# Start of DATA PROVIDED
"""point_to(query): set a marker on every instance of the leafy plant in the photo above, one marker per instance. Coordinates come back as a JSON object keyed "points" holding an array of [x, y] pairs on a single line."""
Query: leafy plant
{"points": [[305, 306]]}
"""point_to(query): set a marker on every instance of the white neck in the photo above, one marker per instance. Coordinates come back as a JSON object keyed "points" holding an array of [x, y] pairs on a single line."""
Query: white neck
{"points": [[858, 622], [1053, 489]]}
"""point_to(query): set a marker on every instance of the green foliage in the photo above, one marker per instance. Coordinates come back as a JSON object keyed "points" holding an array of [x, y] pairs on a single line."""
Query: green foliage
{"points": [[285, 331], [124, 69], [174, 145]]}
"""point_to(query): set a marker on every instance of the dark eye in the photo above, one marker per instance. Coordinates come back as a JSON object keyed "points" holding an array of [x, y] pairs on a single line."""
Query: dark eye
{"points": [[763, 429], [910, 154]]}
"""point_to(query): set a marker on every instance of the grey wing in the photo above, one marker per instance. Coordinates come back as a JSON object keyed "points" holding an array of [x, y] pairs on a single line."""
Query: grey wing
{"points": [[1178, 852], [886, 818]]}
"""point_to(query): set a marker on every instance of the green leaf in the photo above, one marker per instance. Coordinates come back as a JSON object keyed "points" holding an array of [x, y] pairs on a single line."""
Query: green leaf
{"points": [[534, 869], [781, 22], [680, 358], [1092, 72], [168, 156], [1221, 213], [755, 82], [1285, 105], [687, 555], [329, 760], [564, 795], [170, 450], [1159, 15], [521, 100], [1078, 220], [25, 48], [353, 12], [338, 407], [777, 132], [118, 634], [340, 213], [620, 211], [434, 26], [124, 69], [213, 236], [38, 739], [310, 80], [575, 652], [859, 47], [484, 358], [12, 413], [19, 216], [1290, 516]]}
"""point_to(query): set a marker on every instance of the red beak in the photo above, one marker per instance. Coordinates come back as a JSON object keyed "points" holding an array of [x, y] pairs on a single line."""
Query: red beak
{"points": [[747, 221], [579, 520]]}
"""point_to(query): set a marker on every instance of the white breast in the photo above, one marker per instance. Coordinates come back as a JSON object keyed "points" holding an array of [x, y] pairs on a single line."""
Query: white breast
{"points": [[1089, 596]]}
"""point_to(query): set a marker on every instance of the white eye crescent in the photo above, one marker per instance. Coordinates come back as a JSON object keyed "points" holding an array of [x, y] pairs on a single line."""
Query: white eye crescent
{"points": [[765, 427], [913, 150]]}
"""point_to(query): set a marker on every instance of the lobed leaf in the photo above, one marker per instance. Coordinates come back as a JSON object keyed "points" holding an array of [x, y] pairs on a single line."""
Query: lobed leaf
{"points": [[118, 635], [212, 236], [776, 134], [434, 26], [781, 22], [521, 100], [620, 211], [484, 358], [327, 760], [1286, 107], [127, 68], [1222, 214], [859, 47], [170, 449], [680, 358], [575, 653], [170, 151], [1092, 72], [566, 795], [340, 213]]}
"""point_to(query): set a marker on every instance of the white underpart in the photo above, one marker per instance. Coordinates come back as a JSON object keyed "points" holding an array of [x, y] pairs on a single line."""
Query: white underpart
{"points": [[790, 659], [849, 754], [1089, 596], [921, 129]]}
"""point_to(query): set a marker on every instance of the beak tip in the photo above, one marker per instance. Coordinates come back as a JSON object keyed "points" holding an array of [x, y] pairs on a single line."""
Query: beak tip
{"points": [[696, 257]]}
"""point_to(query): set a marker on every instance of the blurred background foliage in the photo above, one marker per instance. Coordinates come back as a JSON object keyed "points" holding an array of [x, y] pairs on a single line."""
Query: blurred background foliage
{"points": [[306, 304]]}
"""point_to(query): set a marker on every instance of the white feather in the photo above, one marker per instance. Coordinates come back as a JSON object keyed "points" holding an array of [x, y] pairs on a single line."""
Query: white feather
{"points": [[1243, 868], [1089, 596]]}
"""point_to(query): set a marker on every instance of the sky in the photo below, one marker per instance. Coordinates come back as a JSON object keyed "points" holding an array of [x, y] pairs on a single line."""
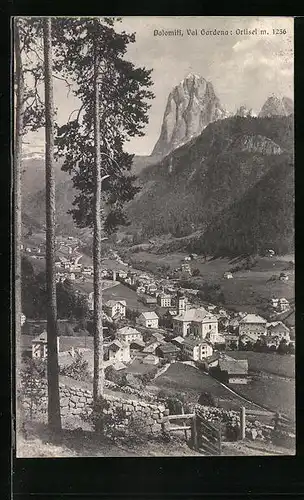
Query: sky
{"points": [[245, 69]]}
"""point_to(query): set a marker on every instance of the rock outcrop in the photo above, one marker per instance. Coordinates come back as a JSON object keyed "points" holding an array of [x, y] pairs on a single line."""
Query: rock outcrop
{"points": [[274, 106], [191, 106]]}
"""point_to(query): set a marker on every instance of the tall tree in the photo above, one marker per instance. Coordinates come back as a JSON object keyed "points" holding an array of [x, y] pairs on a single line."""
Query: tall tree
{"points": [[113, 96], [28, 116], [19, 104], [54, 418]]}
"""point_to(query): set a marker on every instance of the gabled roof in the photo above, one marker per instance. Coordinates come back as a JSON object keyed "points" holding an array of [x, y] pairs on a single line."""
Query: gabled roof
{"points": [[158, 336], [277, 328], [168, 347], [149, 315], [253, 318], [179, 339], [191, 342], [127, 330], [214, 357], [112, 303], [197, 315], [234, 366], [41, 338]]}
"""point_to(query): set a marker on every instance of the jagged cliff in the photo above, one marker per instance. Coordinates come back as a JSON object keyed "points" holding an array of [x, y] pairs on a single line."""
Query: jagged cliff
{"points": [[196, 186], [274, 106], [191, 106]]}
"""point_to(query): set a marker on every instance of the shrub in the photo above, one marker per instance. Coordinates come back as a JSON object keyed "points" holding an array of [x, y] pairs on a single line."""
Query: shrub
{"points": [[78, 369], [114, 424], [207, 399]]}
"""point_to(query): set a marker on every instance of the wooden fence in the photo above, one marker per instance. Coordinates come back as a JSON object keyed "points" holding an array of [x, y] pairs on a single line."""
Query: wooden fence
{"points": [[204, 436], [278, 421]]}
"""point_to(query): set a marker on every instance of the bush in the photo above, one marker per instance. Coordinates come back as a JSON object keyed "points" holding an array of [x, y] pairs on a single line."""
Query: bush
{"points": [[78, 370], [207, 399], [114, 424]]}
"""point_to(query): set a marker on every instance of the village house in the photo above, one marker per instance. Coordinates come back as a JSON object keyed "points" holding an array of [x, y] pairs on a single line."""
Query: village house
{"points": [[196, 321], [228, 275], [211, 361], [280, 305], [252, 324], [215, 337], [39, 346], [168, 351], [122, 274], [151, 288], [115, 308], [151, 347], [149, 319], [270, 341], [279, 330], [164, 300], [178, 341], [117, 351], [185, 268], [150, 359], [196, 349], [157, 336], [149, 300], [129, 334], [232, 342], [249, 338], [234, 324], [231, 371]]}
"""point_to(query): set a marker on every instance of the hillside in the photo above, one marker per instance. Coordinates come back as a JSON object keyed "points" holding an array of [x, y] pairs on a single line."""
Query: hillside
{"points": [[215, 174]]}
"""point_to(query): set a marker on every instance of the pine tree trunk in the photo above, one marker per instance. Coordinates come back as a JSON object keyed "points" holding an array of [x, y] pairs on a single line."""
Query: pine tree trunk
{"points": [[17, 197], [98, 381], [54, 418]]}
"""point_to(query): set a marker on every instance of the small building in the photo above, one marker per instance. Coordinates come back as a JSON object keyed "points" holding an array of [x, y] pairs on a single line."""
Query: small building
{"points": [[197, 321], [279, 330], [157, 336], [164, 300], [117, 351], [231, 371], [129, 334], [122, 274], [115, 308], [185, 268], [178, 341], [168, 351], [149, 319], [211, 361], [270, 341], [234, 324], [249, 338], [253, 324], [228, 275], [232, 342], [151, 347], [39, 346], [149, 300], [196, 349], [150, 359]]}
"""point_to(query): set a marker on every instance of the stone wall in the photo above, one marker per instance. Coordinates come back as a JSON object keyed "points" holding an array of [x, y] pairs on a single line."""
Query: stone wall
{"points": [[76, 399]]}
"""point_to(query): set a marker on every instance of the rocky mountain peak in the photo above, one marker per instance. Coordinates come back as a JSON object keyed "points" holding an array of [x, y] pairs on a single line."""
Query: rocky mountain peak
{"points": [[276, 106], [191, 106]]}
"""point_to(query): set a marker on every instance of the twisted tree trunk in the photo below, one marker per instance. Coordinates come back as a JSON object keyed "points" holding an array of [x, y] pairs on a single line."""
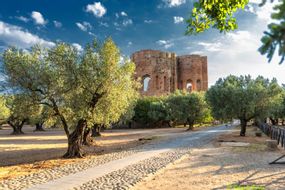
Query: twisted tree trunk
{"points": [[75, 141], [17, 127], [39, 127], [190, 124], [96, 130], [243, 123], [87, 139]]}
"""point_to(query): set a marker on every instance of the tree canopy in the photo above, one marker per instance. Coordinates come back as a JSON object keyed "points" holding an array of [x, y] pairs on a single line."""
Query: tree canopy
{"points": [[243, 98], [188, 108], [219, 14], [80, 88]]}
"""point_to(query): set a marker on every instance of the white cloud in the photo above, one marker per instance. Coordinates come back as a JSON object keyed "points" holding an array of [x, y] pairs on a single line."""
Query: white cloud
{"points": [[127, 22], [104, 24], [262, 12], [173, 3], [236, 53], [22, 18], [38, 18], [78, 47], [124, 13], [57, 24], [16, 36], [165, 43], [116, 24], [148, 21], [91, 34], [97, 9], [84, 26], [178, 19], [212, 47]]}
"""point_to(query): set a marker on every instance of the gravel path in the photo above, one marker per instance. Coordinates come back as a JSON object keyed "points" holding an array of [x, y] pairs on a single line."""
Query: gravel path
{"points": [[179, 144]]}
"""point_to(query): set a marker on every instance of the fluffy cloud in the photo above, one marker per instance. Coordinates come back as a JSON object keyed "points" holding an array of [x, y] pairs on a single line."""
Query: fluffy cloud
{"points": [[78, 47], [263, 12], [236, 53], [148, 21], [173, 3], [104, 24], [22, 18], [97, 9], [84, 26], [178, 19], [124, 13], [38, 18], [16, 36], [127, 22], [57, 24], [211, 47], [165, 43]]}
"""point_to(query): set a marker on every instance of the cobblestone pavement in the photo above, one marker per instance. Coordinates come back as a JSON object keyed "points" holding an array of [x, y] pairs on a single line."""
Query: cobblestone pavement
{"points": [[158, 156]]}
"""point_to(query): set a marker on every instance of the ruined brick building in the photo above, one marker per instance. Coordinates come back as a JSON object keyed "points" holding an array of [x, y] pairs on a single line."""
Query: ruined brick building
{"points": [[163, 72]]}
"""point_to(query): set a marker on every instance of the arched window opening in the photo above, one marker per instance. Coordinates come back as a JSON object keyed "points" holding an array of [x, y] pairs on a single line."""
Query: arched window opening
{"points": [[165, 83], [181, 85], [157, 82], [189, 86], [146, 80], [199, 85]]}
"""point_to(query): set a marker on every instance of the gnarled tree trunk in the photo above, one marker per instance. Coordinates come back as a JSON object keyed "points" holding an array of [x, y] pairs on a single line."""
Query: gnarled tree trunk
{"points": [[96, 130], [39, 127], [273, 121], [243, 123], [75, 141], [87, 139], [190, 124], [17, 127]]}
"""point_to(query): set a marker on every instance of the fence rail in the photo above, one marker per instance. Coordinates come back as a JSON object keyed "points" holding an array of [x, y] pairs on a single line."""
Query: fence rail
{"points": [[275, 133]]}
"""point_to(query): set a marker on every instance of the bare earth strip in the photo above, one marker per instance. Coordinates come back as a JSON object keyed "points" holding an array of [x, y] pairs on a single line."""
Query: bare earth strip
{"points": [[216, 167]]}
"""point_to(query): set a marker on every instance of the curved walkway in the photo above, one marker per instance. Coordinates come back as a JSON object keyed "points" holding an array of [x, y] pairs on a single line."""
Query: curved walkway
{"points": [[126, 171]]}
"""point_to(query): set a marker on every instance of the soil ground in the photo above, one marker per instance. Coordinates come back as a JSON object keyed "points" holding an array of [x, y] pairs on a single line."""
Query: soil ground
{"points": [[34, 151], [223, 167]]}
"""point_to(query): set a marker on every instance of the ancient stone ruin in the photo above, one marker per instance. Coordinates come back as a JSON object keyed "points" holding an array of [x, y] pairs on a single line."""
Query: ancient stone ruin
{"points": [[162, 73]]}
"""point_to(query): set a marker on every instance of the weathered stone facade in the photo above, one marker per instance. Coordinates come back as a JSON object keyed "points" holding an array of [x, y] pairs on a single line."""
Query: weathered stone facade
{"points": [[162, 73]]}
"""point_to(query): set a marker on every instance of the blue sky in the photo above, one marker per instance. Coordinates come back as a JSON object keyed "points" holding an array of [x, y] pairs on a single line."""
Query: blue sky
{"points": [[140, 24]]}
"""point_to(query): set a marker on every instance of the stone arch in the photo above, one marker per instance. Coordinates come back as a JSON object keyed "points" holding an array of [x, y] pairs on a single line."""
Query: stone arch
{"points": [[165, 83], [157, 82], [199, 85], [181, 84], [189, 85], [146, 81]]}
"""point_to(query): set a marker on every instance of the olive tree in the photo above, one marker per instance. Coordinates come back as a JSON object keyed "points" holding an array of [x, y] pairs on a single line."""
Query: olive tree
{"points": [[151, 112], [242, 98], [21, 109], [4, 110], [187, 108], [219, 14], [77, 87]]}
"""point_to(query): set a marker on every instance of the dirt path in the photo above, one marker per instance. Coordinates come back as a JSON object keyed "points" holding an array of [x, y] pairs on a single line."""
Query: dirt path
{"points": [[123, 172], [218, 167], [35, 151]]}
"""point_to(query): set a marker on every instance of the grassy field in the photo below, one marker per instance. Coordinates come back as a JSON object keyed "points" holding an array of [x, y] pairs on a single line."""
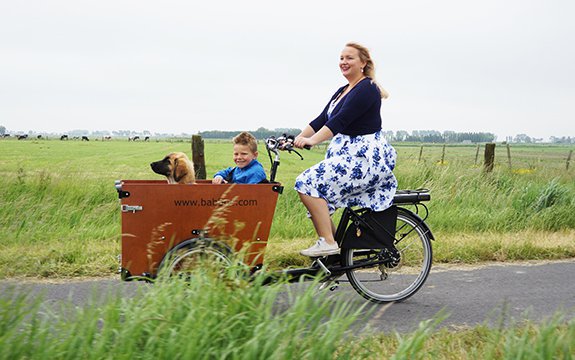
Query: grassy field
{"points": [[59, 213]]}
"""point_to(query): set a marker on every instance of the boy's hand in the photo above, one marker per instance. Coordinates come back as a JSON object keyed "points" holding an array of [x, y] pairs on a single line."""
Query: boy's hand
{"points": [[219, 180]]}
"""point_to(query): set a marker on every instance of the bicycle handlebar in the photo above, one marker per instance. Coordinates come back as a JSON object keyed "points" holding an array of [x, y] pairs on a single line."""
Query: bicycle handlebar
{"points": [[283, 142]]}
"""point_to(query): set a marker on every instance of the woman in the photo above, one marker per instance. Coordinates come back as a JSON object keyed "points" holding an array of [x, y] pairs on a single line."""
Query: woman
{"points": [[358, 165]]}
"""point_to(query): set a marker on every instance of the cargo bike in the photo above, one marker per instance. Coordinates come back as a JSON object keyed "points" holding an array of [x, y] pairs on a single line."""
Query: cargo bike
{"points": [[385, 256]]}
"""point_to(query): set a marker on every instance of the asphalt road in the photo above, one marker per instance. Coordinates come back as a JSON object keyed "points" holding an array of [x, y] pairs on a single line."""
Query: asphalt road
{"points": [[468, 296]]}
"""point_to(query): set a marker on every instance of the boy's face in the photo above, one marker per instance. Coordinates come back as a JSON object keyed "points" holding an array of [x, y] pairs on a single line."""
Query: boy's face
{"points": [[243, 155]]}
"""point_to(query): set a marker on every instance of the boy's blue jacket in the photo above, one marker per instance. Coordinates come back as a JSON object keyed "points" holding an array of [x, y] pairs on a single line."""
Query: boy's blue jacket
{"points": [[253, 173]]}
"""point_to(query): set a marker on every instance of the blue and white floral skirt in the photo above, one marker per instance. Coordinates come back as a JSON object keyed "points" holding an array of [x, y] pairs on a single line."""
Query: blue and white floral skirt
{"points": [[356, 171]]}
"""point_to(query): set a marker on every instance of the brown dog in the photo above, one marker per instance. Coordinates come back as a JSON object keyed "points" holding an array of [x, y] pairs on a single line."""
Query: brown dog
{"points": [[177, 167]]}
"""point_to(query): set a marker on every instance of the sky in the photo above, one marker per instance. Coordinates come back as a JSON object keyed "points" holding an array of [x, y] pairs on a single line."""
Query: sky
{"points": [[500, 66]]}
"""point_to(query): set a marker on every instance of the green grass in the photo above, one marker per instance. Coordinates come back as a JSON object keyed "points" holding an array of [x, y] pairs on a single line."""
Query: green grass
{"points": [[59, 212], [221, 317], [208, 318]]}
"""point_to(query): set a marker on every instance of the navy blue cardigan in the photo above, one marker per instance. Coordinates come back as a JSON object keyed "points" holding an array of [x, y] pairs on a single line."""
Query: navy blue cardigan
{"points": [[357, 113]]}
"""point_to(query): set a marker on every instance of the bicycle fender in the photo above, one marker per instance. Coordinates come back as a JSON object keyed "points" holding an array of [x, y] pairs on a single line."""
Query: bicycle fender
{"points": [[420, 222]]}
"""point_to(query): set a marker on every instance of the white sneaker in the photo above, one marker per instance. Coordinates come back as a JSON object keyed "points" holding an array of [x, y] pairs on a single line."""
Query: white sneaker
{"points": [[321, 248]]}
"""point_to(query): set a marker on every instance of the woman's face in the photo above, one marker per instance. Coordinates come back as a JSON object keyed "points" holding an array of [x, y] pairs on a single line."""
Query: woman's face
{"points": [[349, 63]]}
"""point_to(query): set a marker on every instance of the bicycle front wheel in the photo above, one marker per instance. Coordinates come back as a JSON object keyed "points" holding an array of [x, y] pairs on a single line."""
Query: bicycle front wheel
{"points": [[402, 273]]}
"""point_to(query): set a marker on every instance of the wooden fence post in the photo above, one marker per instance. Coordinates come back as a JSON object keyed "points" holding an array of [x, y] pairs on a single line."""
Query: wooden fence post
{"points": [[477, 154], [420, 154], [489, 157], [198, 157], [509, 156]]}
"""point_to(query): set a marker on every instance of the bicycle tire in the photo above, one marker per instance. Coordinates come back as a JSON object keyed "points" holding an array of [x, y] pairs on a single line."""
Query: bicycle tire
{"points": [[397, 279], [193, 255]]}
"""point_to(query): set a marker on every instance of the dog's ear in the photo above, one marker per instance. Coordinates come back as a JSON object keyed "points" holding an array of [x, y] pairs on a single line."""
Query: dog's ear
{"points": [[180, 170]]}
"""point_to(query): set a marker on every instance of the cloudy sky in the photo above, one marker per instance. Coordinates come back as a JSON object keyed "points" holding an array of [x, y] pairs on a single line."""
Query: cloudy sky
{"points": [[501, 66]]}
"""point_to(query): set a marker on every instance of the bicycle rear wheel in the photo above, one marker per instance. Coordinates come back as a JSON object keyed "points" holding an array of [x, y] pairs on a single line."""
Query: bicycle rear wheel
{"points": [[403, 272]]}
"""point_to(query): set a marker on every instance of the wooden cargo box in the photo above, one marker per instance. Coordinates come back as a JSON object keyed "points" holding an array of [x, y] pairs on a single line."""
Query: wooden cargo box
{"points": [[156, 216]]}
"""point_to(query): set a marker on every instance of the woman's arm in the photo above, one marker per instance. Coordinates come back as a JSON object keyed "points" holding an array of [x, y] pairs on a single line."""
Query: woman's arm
{"points": [[323, 134]]}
# End of DATA PROVIDED
**GIVEN INSTRUCTION**
Only the lines from the one containing "the wooden cargo" through the end of the material should be reproduced, exactly, with both ends included.

**THE COMPLETED TASK**
"""point_to(query): set a marker on every instance of the wooden cargo box in the photo above, one marker per instance. Coordinates come back as a JSON object keyed "points" holding an array of [x, y] pairs on a single line."""
Query: wooden cargo box
{"points": [[156, 216]]}
"""point_to(query): set a marker on every instance of the woman's arm in the photo above, one marker per instance. Coordinates come back as a JSON object keyed "points" holding an array of [x, y] pairs on a single line."""
Query: woman's arm
{"points": [[323, 134]]}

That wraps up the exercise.